**Document section:**
·····

Layer business impact scoring on top of exploitability. A remote code execution vulnerability on a DMZ web server warrants different urgency than the same vulnerability on an internal test system. Use the scoping work from Stage 1 to weight findings based on affected asset criticality. Security teams can’t make these judgments alone; business stakeholders must define impact categories.
Consider environmental context when ranking risk. A SQL injection vulnerability behind a Web Application Firewall (WAF) with proven blocking rules represents lower immediate risk than the same vulnerability with no mitigating controls. Prioritization should account for defense in depth and validated compensating controls, not just assume worst-case scenarios.
Integrate threat actor targeting into prioritization models. If your threat model includes nation-state actors targeting intellectual property, vulnerabilities in systems housing that data rise in priority even if exploitability seems moderate. Conversely, opportunistic ransomware operators might ignore complex multi-stage attacks in favor of easy targets like exposed RDP servers.
Guard’s prioritization engine combines multiple signals: validated exploitability (findings are tested, not assumed), business context (asset criticality tags from scoping), threat intelligence (active exploit campaigns), and environmental factors (existing controls). This produces a risk-adjusted priority score that reflects actual business risk rather than generic severity ratings.
Implement tiered SLA structures based on prioritized risk. Your highest priority tier (validated exploitability on business-critical assets) might require remediation within 48 hours. Medium tiers get 30 days. Lower tiers enter backlog grooming cycles. Clear SLAs turn priority scores into operational commitments that development and infrastructure teams can plan around.
Review prioritization models regularly. As your threat landscape shifts, attacker tactics evolve, and business priorities change, the factors driving prioritization must adapt. Static models become stale; effective CTEM requires continuous refinement of how you assess and rank risk.
Stage 4: Validation Through Testing
Validation is what separates CTEM from traditional vulnerability management. This stage tests whether identified exposures are actually exploitable in your specific environment, eliminating false positives and proving real risk.
Deploy breach and attack simulation (BAS) for automated validation. BAS tools safely simulate attacks against your infrastructure, testing whether vulnerabilities are exploitable through your security controls. This validates not just whether a vulnerability exists, but whether an attacker could actually leverage it given your firewall rules, EDR deployments, and network segmentation.

·····

**Entries provided:**
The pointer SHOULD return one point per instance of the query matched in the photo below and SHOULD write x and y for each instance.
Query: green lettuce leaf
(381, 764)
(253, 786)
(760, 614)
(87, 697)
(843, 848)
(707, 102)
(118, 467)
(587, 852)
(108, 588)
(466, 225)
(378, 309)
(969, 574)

·····

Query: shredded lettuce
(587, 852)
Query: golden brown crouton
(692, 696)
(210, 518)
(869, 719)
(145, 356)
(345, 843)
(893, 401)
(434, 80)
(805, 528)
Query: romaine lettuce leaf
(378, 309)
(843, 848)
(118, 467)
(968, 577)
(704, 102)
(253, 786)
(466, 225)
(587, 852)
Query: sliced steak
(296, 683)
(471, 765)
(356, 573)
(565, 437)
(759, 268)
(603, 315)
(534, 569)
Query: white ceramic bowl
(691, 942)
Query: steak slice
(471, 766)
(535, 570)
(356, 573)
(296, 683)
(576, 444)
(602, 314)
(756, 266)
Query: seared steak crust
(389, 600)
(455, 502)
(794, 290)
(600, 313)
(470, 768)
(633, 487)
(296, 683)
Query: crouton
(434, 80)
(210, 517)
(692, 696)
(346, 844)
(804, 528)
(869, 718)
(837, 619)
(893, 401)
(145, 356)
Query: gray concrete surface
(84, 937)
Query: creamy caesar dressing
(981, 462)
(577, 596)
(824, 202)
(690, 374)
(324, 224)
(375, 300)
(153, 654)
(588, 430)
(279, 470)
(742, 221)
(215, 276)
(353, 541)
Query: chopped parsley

·····

**Task requirements:**
Continue the text on threat exposure management after its last sentence. The rows were drawn from a different source than the text.

**Response for this exercise:**
Implement continuous penetration testing for high-priority assets. Automated validation catches obvious issues, but complex attack chains require human expertise. Continuous pen testing means security professionals regularly probe your most critical systems, validating whether combinations of lower-severity findings could chain into business-impacting compromises.
Guard combines both approaches. The platform runs automated validation testing continuously, simulating attacker techniques against discovered exposures. For findings that require deeper analysis, Praetorian’s security experts conduct hands-on validation testing, attempting real exploitation to prove risk. This human-in-the-loop model eliminates false positives while catching complex attack scenarios automation misses.
Validate exploitability in realistic scenarios. A test from the open internet differs from a test assuming an attacker already has internal network access. Your validation approach should mirror the threat scenarios defined in your scoping stage. If ransomware via compromised VPN is a primary threat, validation should test whether VPN vulnerabilities actually enable domain compromise.
Document validation results with proof-of-concept evidence. When security tells developers to fix something, “the scanner found it” lacks credibility. “We successfully exploited this to access customer data” gets attention. Validation evidence (sanitized screenshots, command output, data access proof) transforms abstract findings into concrete risk demonstrations.
Revalidate after remediation. Confirmation testing proves that fixes actually eliminate exposure. Many vulnerability “fixes” fail because of incomplete patches, configuration errors, or misunderstood root causes. Validation shouldn’t stop at identifying risk; it should confirm when risk is truly mitigated.
Track validation coverage as a key metric. What percentage of high-priority findings have been validated? If you’re prioritizing based on theory but never testing exploitability, you’re not doing CTEM. Validation coverage measures whether your program actually validates risk or just identifies potential risk.
Stage 5: Mobilization and Remediation
Mobilization is where CTEM either succeeds or fails. You can have perfect scoping, discovery, prioritization, and validation, but if findings don’t get fixed, you’ve built an expensive reporting system instead of a risk reduction program.
Integrate CTEM workflows with existing development and operations processes. Don’t create separate security ticket queues that teams ignore. Instead, findings should flow into the same Jira boards, sprints, and change management processes teams already use. Security work competes with feature development and infrastructure projects for resources; it needs to exist within the same prioritization framework.
Establish clear ownership for remediation. Every high-priority finding needs a named owner from the team responsible for that system. Sending a generic report to a distribution list guarantees nothing gets fixed. Individual accountability, with management visibility into SLA compliance, creates pressure to address risk.
Build remediation runbooks for common finding types. When teams repeatedly see the same vulnerability classes (exposed S3 buckets, missing patches, weak authentication), documented remediation procedures accelerate fixes. Include testing steps so teams can confirm remediation success before closing tickets.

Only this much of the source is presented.